• **Action item**:
Exclude the pictures and repeat all of the data exactly.

** Opening Data section block **

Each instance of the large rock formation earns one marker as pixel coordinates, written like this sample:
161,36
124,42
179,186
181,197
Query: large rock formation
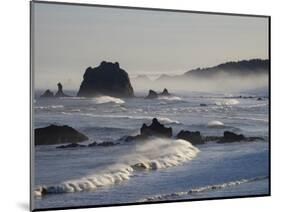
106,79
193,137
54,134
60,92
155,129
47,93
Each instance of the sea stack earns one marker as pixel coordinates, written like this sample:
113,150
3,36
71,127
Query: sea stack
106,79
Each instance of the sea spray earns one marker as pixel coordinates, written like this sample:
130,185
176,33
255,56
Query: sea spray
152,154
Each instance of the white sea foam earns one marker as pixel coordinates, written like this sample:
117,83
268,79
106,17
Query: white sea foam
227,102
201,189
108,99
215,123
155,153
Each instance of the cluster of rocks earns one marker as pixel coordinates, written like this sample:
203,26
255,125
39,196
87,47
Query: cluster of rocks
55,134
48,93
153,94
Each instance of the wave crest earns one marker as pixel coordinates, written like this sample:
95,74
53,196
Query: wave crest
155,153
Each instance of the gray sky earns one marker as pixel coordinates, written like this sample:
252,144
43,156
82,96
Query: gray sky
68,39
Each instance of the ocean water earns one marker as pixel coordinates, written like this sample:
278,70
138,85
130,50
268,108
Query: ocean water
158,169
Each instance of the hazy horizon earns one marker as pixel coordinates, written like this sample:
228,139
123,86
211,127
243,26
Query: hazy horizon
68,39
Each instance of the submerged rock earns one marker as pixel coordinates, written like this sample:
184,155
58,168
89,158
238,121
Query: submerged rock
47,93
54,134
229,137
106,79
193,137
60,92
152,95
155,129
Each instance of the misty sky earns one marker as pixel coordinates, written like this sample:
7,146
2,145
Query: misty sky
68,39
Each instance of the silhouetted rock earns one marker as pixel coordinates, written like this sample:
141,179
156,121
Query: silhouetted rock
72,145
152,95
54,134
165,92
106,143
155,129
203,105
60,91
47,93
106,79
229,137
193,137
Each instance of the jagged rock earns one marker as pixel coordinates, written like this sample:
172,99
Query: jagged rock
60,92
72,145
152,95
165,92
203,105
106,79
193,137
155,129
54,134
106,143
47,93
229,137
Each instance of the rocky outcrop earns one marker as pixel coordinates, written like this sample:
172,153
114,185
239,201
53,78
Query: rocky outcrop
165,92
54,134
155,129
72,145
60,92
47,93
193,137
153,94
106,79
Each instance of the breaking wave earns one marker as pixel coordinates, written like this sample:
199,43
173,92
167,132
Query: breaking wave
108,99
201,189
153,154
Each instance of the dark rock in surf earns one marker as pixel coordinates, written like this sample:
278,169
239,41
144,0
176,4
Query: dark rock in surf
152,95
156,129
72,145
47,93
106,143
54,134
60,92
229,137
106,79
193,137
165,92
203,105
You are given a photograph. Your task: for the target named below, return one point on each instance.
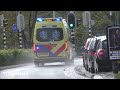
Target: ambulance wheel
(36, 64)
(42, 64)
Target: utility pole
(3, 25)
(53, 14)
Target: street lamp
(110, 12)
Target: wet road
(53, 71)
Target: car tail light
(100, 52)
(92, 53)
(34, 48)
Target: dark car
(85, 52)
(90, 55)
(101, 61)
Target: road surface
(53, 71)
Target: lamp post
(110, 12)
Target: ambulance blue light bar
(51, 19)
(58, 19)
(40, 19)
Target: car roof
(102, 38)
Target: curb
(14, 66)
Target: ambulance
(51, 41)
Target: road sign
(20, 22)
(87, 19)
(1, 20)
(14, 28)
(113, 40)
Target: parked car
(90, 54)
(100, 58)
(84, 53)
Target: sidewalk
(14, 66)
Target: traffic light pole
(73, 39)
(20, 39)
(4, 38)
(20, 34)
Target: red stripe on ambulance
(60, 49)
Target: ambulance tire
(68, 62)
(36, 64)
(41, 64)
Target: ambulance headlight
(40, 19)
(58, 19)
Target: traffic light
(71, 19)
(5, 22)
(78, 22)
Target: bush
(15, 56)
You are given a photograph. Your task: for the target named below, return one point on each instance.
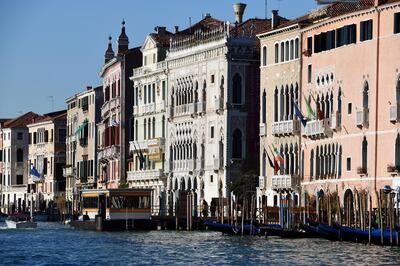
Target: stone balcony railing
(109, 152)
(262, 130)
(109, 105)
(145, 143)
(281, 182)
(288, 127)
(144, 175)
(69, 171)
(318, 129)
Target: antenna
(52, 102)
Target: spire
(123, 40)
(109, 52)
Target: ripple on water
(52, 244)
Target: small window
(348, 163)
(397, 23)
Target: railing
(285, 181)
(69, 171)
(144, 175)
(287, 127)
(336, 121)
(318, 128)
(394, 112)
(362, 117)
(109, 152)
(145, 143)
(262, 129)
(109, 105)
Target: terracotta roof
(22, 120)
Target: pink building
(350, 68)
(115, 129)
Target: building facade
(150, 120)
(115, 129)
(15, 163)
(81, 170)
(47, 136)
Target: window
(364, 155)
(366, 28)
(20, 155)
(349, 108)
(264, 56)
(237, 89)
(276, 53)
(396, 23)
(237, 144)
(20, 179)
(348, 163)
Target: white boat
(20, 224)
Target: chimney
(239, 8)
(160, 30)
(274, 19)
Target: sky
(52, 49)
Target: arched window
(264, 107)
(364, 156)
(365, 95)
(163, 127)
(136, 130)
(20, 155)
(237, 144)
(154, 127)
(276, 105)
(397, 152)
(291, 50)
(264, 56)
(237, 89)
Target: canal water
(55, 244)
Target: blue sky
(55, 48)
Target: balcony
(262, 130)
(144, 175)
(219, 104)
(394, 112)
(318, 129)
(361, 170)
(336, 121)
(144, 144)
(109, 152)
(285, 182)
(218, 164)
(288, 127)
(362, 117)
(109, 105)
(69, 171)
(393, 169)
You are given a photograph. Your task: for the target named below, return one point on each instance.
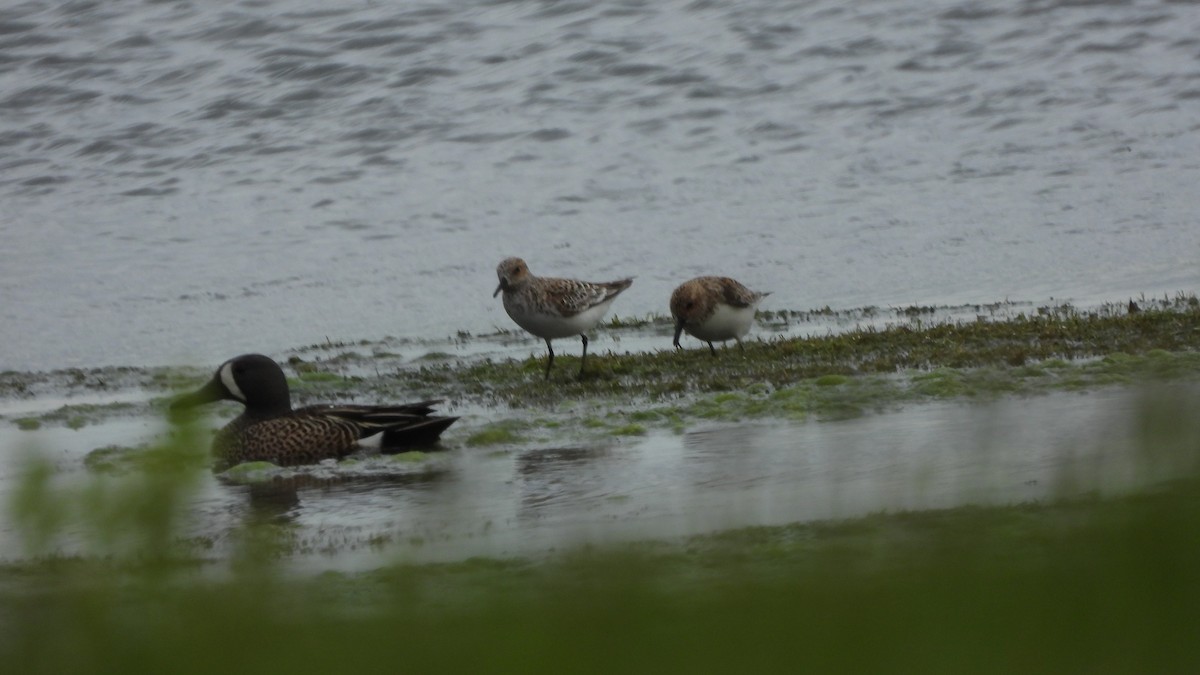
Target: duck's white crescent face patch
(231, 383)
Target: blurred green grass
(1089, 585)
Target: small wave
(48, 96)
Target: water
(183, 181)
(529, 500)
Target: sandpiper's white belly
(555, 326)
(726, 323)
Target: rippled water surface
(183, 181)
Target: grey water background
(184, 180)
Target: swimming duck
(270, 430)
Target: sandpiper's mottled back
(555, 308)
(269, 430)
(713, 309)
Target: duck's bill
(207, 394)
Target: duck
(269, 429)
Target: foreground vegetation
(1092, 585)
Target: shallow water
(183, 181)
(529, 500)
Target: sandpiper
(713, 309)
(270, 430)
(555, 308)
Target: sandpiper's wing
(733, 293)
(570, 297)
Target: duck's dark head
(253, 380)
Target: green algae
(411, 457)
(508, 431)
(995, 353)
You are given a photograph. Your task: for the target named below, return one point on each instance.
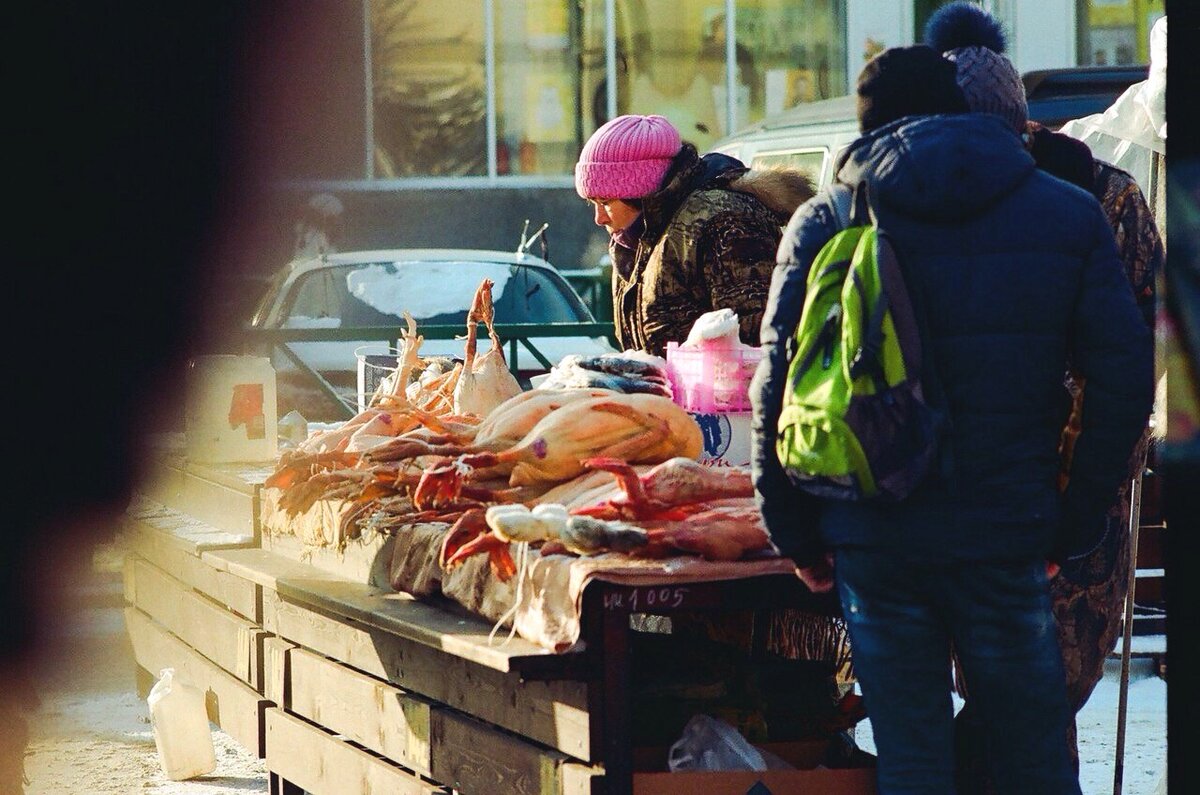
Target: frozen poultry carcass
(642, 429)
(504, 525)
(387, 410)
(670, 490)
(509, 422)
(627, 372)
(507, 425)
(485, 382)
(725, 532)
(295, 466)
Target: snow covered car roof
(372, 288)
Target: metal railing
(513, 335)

** Closing Data section block **

• **Response to the exercise**:
Each instance of the large rock formation earns one marker as pixel coordinates, written like this sample:
161,36
124,42
179,186
181,197
Query: large rock formation
106,79
193,137
54,134
60,92
155,129
47,93
Each instance of the sea stack earns one marker as pixel coordinates, written like this sample:
113,150
3,36
71,127
Query: sea stack
106,79
Each instance of the sea spray earns one marker as pixel coordinates, written like this sample:
130,185
176,33
255,56
Query: sea spray
152,154
Each instance of the white sea foam earns one marker as pixel coordinates, written like this sample:
117,83
268,79
106,17
Query: white sea foam
227,102
201,189
108,99
215,123
155,153
Each instance of the cluster of rocks earns one marker as pixel coordinates, written like this sample:
203,26
255,125
39,196
87,47
Query: cluster of rocks
55,134
48,93
153,94
Each instance of the wave crest earns one marker as pixel coordinates, written like this sample:
95,74
53,196
Query: wave crest
155,153
Each instance of the gray sky earns one marker as pixel coordinates, written like this sample:
252,144
43,156
82,96
Query: gray sky
68,39
Each instance of the ocean water earns one marker as pixel coordinates, written like this sample:
278,70
138,85
130,50
268,108
Query: ocean water
158,169
Each instance of the hazy horizon earns one marker as pixel coordinates, written like this sample:
228,139
123,86
211,127
243,26
Query: hazy horizon
68,39
Each instance of the submerged rock earns one marker as pixel coordinates, written like this sample:
184,155
58,168
89,158
238,121
Query: submerged rock
47,93
54,134
229,137
106,79
193,137
60,92
152,95
155,129
Each instance of the misty sky earns one marker as pixel coordinates, written like this sample:
7,146
2,145
Query: misty sky
68,39
Each instance of the silhouetted rock earns one marker as pixel coordinates, written like this sample:
141,179
156,121
Query: silhouetted rock
72,145
152,95
54,134
165,92
106,143
155,129
203,105
60,91
47,93
106,79
229,137
193,137
Each instance of the jagged rock earns one marker as pixel coordinates, written like this sample:
172,99
Query: jagged rock
60,92
72,145
152,95
165,92
203,105
106,79
193,137
155,129
54,134
106,143
47,93
229,137
Each instance of the rocky outcrop earns one marker as pixel coordinates, written like this sample:
172,153
114,185
239,201
53,78
Query: rocky outcrop
165,92
54,134
155,129
72,145
60,92
47,93
193,137
153,94
106,79
Each instance of the breaking wave earns one marker as pixel coordinates, written like this sample:
199,43
173,92
167,132
Query: breaking wave
108,99
201,189
153,154
Each instance of the dark rock in surf earns one marker as pixel coordinates, written like this sample:
278,169
239,41
144,0
176,4
Query: dark rock in surf
152,95
156,129
72,145
47,93
106,143
54,134
60,92
229,137
106,79
193,137
165,92
203,105
You are given a photograph. Your task: for the target named below, return one point on each instance.
Target: ambulance wheel
(36, 64)
(42, 64)
Target: utility pole
(3, 25)
(53, 14)
Target: street lamp
(110, 12)
Target: wet road
(53, 71)
Target: car tail light
(100, 52)
(92, 53)
(34, 48)
Target: dark car
(85, 52)
(90, 55)
(101, 61)
Target: road surface
(53, 71)
Target: lamp post
(110, 12)
Target: ambulance blue light bar
(51, 19)
(58, 19)
(40, 19)
Target: car roof
(102, 38)
Target: curb
(14, 66)
Target: ambulance
(51, 41)
Target: road sign
(20, 22)
(87, 19)
(1, 20)
(14, 28)
(113, 40)
Target: parked car
(90, 54)
(100, 58)
(84, 53)
Target: sidewalk
(14, 66)
Target: traffic light pole
(73, 39)
(20, 39)
(4, 38)
(20, 34)
Target: red stripe on ambulance
(60, 49)
Target: ambulance tire
(68, 62)
(36, 64)
(41, 64)
Target: ambulance headlight
(40, 19)
(58, 19)
Target: traffic light
(71, 19)
(5, 22)
(78, 22)
Target: bush
(15, 56)
You are given a photograph. Your task: for the target named below, return one point on each instance.
Target: stone balcony railing
(109, 152)
(262, 130)
(109, 105)
(145, 143)
(281, 182)
(288, 127)
(144, 175)
(69, 171)
(318, 129)
Target: antenna
(52, 102)
Target: spire
(123, 40)
(109, 52)
Target: ripple on water
(52, 244)
Target: small window
(348, 163)
(397, 23)
Target: railing
(285, 181)
(69, 171)
(144, 175)
(287, 127)
(336, 121)
(318, 128)
(394, 112)
(362, 117)
(109, 152)
(145, 143)
(262, 129)
(109, 105)
Target: terracotta roof
(22, 120)
Target: pink building
(350, 68)
(115, 129)
Target: building facade
(150, 120)
(115, 129)
(15, 163)
(81, 170)
(47, 136)
Target: window
(364, 155)
(366, 28)
(20, 155)
(349, 108)
(264, 56)
(237, 89)
(276, 53)
(396, 23)
(237, 144)
(20, 179)
(348, 163)
Target: white boat
(20, 224)
Target: chimney
(239, 8)
(160, 30)
(274, 19)
Target: sky
(52, 49)
Target: arched window
(264, 107)
(364, 156)
(365, 95)
(163, 127)
(136, 130)
(20, 155)
(237, 144)
(154, 127)
(276, 105)
(397, 152)
(291, 50)
(264, 56)
(237, 89)
Target: canal water
(55, 244)
Target: blue sky
(55, 48)
Target: balcony
(262, 130)
(144, 175)
(219, 104)
(394, 112)
(318, 129)
(361, 170)
(336, 121)
(144, 144)
(109, 152)
(285, 182)
(218, 164)
(288, 127)
(362, 117)
(109, 105)
(69, 171)
(393, 169)
You are given a photograph. Your task: for the target named below, return one point on each instance.
Target: duck's white crescent face patch
(231, 383)
Target: blurred green grass
(1089, 585)
Target: small wave
(48, 96)
Target: water
(183, 181)
(529, 500)
Target: sandpiper's white belly
(555, 326)
(726, 323)
Target: rippled water surface
(183, 181)
Target: grey water background
(184, 180)
Target: swimming duck
(270, 430)
Target: sandpiper's mottled back
(555, 308)
(269, 430)
(713, 309)
Target: duck's bill
(207, 394)
Target: duck
(269, 429)
Target: foreground vegetation
(1092, 585)
Target: shallow water
(183, 181)
(529, 500)
Target: sandpiper
(713, 309)
(270, 430)
(555, 308)
Target: sandpiper's wing
(733, 293)
(570, 297)
Target: duck's dark head
(253, 380)
Target: green algae
(411, 457)
(508, 431)
(995, 353)
You are given a photograph. Your task: for the target named below, return one point on each instance.
Target: frozen poultry carcass
(642, 429)
(504, 525)
(387, 410)
(670, 490)
(509, 422)
(627, 372)
(507, 425)
(485, 382)
(725, 532)
(295, 466)
Target: snow covered car roof
(372, 288)
Target: metal railing
(513, 335)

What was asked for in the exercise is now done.